Take the page on the phylogenetics fellowship further from the point where it stops, writing the next part after its last line.

▶ [Passage]
□ □ □

Home Fellowship Teaching Raspberry Pi projects Little Minion Computer Durham CS

EPSRC Postdoctoral Fellowship

Randomised algorithms and approximation in phylogenetics.

A poster summarising some of my recent work during the fellowship:

Algorithms and computational complexity lie at the heart of the fundamental question of determining which problems in computer science we can or cannot hope to solve in a reasonable amount of time. In recent years this has been nowhere highlighted more clearly than in the rapidly developing areas of bio-informatics and computational biology. The advent of techniques for gathering huge volumes of genetic data at a reasonable cost has lead to hopes of understanding many deep problems in biology. However, it lies in the sphere of theoretical computer science to answer the question of which of these problems will be solvable, and which will turn out to be NP-hard, which would suggest it is impossible to compute an exact solution efficiently.

Phylogenetics is the reconstruction and analysis of phylogenetic (evolutionary) trees and networks based on inherited characteristics. In evolutionary biology, phylogenetic trees are used to represent the ancestral history of a collection of present-day species. Creating a such a "tree of life" has been a primary goal of systematic biology since Charles Darwin's first sketch of an evolutionary tree in 1837, and is now the focus of a global academic effort. Phylogenetics has also proved to be important in the study of mutating diseases; recent work reconstructing the phylogeny of HIV has helped trace the origins of the disease.

The broad aim of this project was to develop algorithms and randomised approximation schemes which will be beneficial to biologists working in the field of phylogenetics, as well as to devise new techniques for analysing such algorithms, which will be of independent interest in theoretical computer science.

Some places I visited during the fellowship:
Novemeber 2006: School of Computing Sciences, University of East Anglia, UK.
2 January - 27 March 2007: Department of Mathematics and Statistics, University of Canterbury, NZ.
September - December 2007: At the Phylogenetics programme at the Newton Institute, Cambridge, U.K.
March 2008: At the Combinatorics and Statistical Mechanics programme at the Newton Institute.
11 May - 16 May 2008: Dagstuhl seminar: Design and Analysis of Randomized and Approximation Algorithms.
Spring 2009: Department of Mathematics and Statistics, University of Canterbury, NZ.

Research Topics
The three specific topics which were the immediate focus of the project are below. Papers generated while working on the project can be found in my publications list.
A) Approximation schemes for hybridisation number and SPR distance.
B) Random generation of consistent phylogenetic trees.
C) Metastable states of Markov chains and convergence diagnostics.

□ □ □

▶ [Entries provided]

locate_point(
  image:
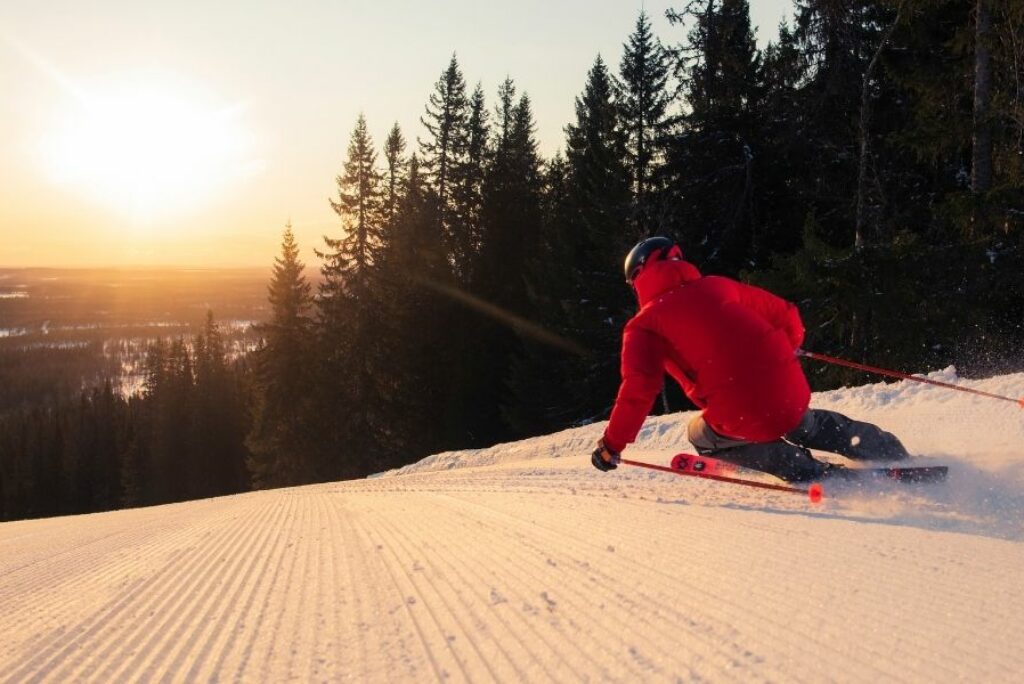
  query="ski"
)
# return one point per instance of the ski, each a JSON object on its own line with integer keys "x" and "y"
{"x": 692, "y": 463}
{"x": 904, "y": 474}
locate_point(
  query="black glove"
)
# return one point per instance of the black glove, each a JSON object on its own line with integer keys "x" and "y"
{"x": 604, "y": 459}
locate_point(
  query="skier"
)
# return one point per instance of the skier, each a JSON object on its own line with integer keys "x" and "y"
{"x": 732, "y": 347}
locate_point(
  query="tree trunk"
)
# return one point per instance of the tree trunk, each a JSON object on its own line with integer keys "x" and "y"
{"x": 981, "y": 169}
{"x": 865, "y": 118}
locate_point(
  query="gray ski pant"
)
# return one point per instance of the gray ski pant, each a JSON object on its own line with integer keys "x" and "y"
{"x": 788, "y": 457}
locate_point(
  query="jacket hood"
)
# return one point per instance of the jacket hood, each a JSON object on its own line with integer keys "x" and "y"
{"x": 659, "y": 276}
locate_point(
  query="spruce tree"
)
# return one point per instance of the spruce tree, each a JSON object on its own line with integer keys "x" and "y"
{"x": 644, "y": 98}
{"x": 394, "y": 152}
{"x": 442, "y": 152}
{"x": 280, "y": 438}
{"x": 350, "y": 411}
{"x": 598, "y": 206}
{"x": 710, "y": 170}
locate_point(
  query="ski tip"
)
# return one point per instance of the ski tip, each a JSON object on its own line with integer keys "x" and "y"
{"x": 815, "y": 493}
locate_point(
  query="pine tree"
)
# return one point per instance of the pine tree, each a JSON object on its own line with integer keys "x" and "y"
{"x": 643, "y": 78}
{"x": 710, "y": 169}
{"x": 597, "y": 209}
{"x": 394, "y": 151}
{"x": 468, "y": 178}
{"x": 280, "y": 438}
{"x": 443, "y": 151}
{"x": 350, "y": 414}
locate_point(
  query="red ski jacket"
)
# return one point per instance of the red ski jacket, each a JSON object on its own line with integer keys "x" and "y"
{"x": 730, "y": 346}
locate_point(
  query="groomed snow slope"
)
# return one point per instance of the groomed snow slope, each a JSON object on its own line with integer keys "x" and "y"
{"x": 522, "y": 563}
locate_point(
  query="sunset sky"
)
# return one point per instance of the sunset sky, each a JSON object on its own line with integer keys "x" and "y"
{"x": 188, "y": 132}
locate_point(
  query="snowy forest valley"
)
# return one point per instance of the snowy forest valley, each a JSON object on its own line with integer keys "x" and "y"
{"x": 369, "y": 459}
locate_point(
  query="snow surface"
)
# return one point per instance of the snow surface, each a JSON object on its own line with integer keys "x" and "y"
{"x": 521, "y": 562}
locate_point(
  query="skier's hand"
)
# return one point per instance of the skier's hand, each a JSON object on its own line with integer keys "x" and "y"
{"x": 604, "y": 459}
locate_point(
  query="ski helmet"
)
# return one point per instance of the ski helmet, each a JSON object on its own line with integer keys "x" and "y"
{"x": 658, "y": 246}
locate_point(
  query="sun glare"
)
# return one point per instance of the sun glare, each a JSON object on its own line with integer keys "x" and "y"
{"x": 148, "y": 153}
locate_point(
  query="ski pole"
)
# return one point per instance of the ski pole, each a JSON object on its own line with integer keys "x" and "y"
{"x": 814, "y": 492}
{"x": 903, "y": 376}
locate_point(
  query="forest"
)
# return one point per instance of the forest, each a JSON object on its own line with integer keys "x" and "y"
{"x": 867, "y": 164}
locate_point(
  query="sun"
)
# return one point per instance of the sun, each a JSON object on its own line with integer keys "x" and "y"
{"x": 147, "y": 152}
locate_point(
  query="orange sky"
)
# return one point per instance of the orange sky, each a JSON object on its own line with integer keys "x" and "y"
{"x": 188, "y": 132}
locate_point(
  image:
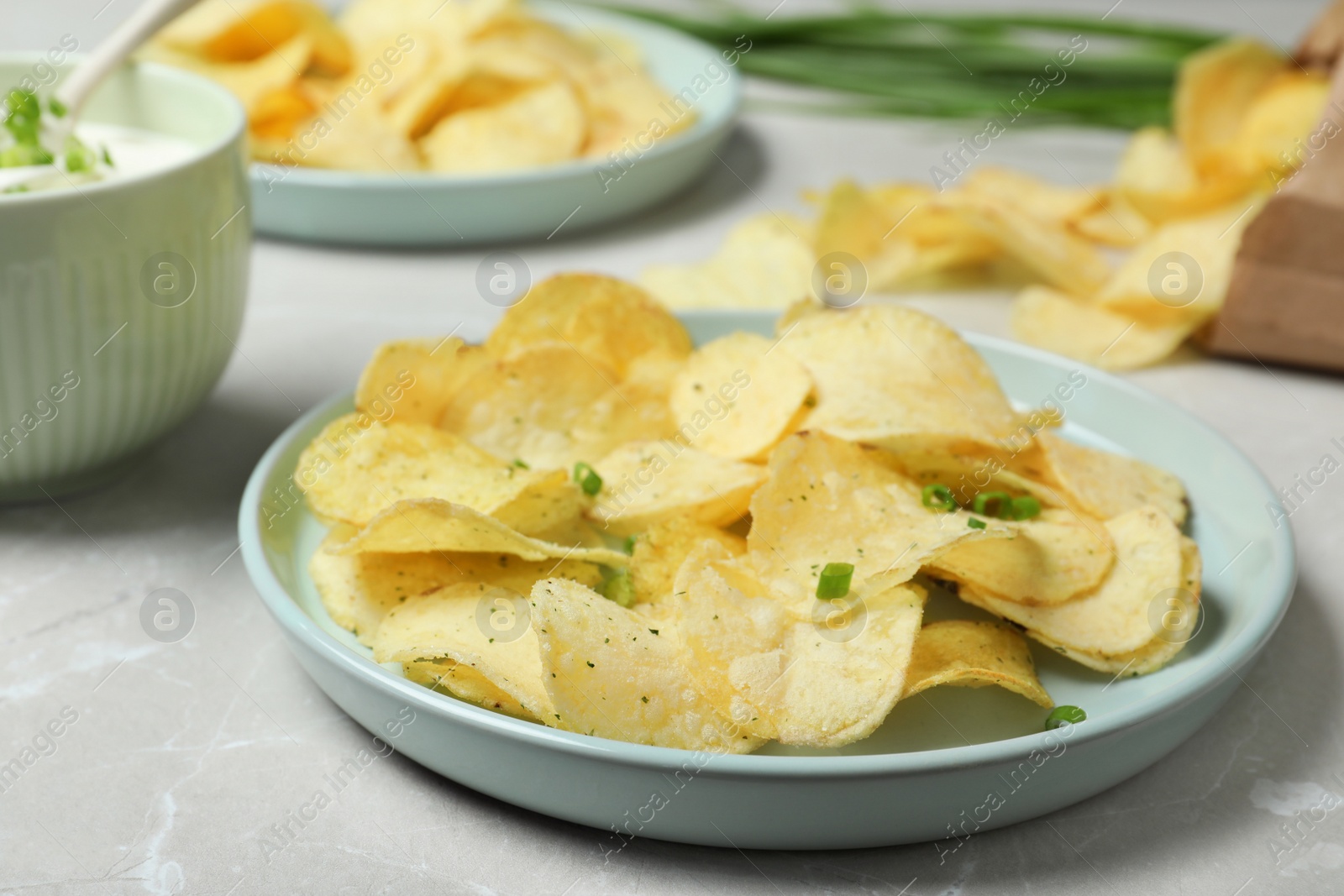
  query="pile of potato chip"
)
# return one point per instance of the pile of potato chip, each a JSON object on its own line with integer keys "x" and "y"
{"x": 418, "y": 85}
{"x": 593, "y": 524}
{"x": 1119, "y": 275}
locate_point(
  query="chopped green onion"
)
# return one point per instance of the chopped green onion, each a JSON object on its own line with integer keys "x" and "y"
{"x": 835, "y": 580}
{"x": 24, "y": 121}
{"x": 588, "y": 479}
{"x": 617, "y": 587}
{"x": 992, "y": 504}
{"x": 24, "y": 155}
{"x": 938, "y": 496}
{"x": 78, "y": 156}
{"x": 1025, "y": 508}
{"x": 1061, "y": 716}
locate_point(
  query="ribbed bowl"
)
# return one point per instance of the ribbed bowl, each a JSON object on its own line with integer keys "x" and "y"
{"x": 120, "y": 301}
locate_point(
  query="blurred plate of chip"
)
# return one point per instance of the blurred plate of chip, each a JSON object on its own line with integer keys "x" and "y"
{"x": 917, "y": 777}
{"x": 428, "y": 208}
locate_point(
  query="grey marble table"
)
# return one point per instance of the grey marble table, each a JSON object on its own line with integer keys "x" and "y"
{"x": 174, "y": 761}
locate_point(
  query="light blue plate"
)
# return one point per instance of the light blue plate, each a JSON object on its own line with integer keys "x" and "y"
{"x": 443, "y": 210}
{"x": 960, "y": 761}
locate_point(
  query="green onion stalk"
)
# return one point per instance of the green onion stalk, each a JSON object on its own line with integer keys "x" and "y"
{"x": 1045, "y": 69}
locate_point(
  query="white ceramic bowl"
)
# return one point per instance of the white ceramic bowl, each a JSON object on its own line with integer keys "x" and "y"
{"x": 102, "y": 349}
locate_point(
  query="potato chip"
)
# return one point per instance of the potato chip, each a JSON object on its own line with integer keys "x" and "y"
{"x": 831, "y": 501}
{"x": 358, "y": 468}
{"x": 1173, "y": 613}
{"x": 1109, "y": 340}
{"x": 249, "y": 81}
{"x": 893, "y": 376}
{"x": 609, "y": 322}
{"x": 941, "y": 235}
{"x": 1214, "y": 89}
{"x": 1100, "y": 484}
{"x": 662, "y": 548}
{"x": 550, "y": 406}
{"x": 539, "y": 127}
{"x": 1182, "y": 271}
{"x": 855, "y": 224}
{"x": 1159, "y": 181}
{"x": 1050, "y": 559}
{"x": 465, "y": 684}
{"x": 228, "y": 31}
{"x": 358, "y": 590}
{"x": 433, "y": 524}
{"x": 452, "y": 22}
{"x": 974, "y": 654}
{"x": 358, "y": 140}
{"x": 810, "y": 681}
{"x": 625, "y": 105}
{"x": 448, "y": 625}
{"x": 413, "y": 380}
{"x": 609, "y": 674}
{"x": 1115, "y": 222}
{"x": 1280, "y": 121}
{"x": 764, "y": 262}
{"x": 1041, "y": 199}
{"x": 737, "y": 396}
{"x": 648, "y": 483}
{"x": 277, "y": 114}
{"x": 423, "y": 94}
{"x": 1117, "y": 617}
{"x": 1048, "y": 249}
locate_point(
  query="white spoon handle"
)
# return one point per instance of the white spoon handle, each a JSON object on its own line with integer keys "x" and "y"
{"x": 148, "y": 18}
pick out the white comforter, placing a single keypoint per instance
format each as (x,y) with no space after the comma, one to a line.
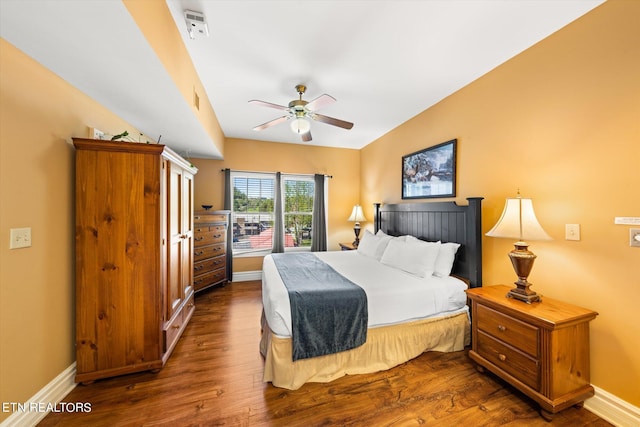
(393,296)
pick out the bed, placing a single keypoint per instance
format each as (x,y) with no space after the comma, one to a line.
(403,316)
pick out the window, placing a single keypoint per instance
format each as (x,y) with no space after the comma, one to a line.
(298,211)
(253,212)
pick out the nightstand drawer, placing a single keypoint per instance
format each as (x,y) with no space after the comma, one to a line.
(516,363)
(520,335)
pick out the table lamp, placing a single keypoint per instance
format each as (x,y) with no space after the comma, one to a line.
(518,221)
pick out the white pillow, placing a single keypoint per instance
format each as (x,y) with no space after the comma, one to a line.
(413,256)
(444,261)
(373,245)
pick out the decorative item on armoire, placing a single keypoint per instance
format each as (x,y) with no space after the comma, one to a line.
(518,221)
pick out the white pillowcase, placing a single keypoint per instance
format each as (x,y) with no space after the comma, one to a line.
(373,245)
(446,257)
(413,256)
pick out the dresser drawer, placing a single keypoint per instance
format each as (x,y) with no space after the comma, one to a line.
(204,218)
(512,331)
(213,277)
(209,264)
(209,251)
(213,234)
(516,363)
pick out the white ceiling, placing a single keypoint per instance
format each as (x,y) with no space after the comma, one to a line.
(384,61)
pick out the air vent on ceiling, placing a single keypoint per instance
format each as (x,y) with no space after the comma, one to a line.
(196,24)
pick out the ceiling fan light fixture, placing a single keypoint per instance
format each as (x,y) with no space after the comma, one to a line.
(300,126)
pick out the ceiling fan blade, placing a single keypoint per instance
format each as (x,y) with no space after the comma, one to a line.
(320,102)
(272,123)
(331,121)
(268,104)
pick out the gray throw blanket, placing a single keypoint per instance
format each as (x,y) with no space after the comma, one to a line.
(328,312)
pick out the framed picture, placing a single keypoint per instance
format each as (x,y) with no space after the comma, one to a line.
(430,172)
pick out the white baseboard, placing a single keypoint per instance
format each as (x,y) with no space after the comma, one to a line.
(604,404)
(246,276)
(613,409)
(35,409)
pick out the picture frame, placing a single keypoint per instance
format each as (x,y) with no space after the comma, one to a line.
(430,172)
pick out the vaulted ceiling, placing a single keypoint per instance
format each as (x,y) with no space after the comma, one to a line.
(383,61)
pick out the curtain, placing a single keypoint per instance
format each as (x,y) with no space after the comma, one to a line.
(319,220)
(278,223)
(228,205)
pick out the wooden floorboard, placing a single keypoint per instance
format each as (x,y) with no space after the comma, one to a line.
(214,378)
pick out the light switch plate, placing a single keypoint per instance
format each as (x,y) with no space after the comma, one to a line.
(20,238)
(572,231)
(634,237)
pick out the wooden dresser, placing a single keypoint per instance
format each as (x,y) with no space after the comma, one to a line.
(542,348)
(134,256)
(210,248)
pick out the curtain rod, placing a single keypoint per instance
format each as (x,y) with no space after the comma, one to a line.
(283,173)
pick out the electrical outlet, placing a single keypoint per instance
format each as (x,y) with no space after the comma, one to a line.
(634,237)
(20,238)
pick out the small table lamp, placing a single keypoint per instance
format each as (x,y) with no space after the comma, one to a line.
(357,215)
(518,221)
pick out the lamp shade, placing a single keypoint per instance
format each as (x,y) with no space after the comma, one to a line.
(356,214)
(518,221)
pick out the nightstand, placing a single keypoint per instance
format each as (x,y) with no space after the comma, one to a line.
(542,349)
(348,247)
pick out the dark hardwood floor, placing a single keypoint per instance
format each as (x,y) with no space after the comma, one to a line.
(214,378)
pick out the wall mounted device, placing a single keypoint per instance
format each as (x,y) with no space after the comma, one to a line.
(196,24)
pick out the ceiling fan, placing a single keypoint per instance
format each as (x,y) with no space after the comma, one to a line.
(300,110)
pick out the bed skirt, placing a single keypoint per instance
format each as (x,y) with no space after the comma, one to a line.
(386,347)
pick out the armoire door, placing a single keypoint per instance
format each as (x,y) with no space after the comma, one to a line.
(180,235)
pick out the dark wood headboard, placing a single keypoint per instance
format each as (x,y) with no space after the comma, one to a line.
(444,221)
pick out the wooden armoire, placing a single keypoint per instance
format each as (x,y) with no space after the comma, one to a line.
(134,256)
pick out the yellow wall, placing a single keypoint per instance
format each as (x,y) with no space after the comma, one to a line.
(561,122)
(39,113)
(342,164)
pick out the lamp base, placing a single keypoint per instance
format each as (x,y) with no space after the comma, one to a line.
(356,231)
(523,293)
(522,260)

□ □ □

▶ [Reply]
A) One of the main tools used to understand reticulation events in evolutionary biology is an operation called (rooted) subtree prune and regraft (rSPR). Hybridisation events are relatively rare, so a fundamental problem is: given a collection of phylogenetic trees that correctly represent the tree-like evolution of different parts of various species genomes, what is the smallest number of reticulation events required so that all of the trees are simultaneously `displayed' by a single hybrid phylogeny. This `hybrid number' is closely related to the rSPR distance. For two trees, the hybrid number is the minimum number of rSPR operations required to transform one tree into the other with no temporal inconsistency, i.e. the implied digraph representing the hybrid phylogeny is acyclic. Computing either the rSPR distance or hybrid number exactly is NP-hard; approximating either problem is APX-hard. The specific goals of this topic are to:
i) find an approximation scheme for the hybrid number of a pair of phylogenetic trees;
ii) close the gap between inapproximability results and approximation schemes for the rSPR distance.

B) A phylogenetic tree that displays a given set of rooted subtrees is said to be consistent. Computing the number of consistent trees is #P-hard. However a strong approximation (FPRAS) could be possible using a MCMC algorithm. A natural Markov chain (branch rotation, or SPR based chains) converges to the uniform distribution on the set of consistent trees. The primary goals of this topic are to:
i) establish upper or lower bounds on the mixing time of this chain;
ii) study alternative Markov chains with statespace the set of consistent trees.

C) Due to the difficulty of proving rapid mixing, and stringent conditions required for other non-quantitative convergence tests (for example geometric ergodicity), many convergence diagnostics have become widely used to test whether an observed simulation has reached stationarity. Such diagnostics can falsely indicate convergence if the Markov chain enters a metastable state. This topic will focus on what conditions are required for metastable states to exist, and how well popular convergence diagnostics can detect such metastable states. In particular,
i) to identify metastable states in Markov chains;
ii) determine whether the chains in topic B i), ii) give rise to metastable states;
iii) and whether typical metastable states be easily indentified by targeted diagnostics.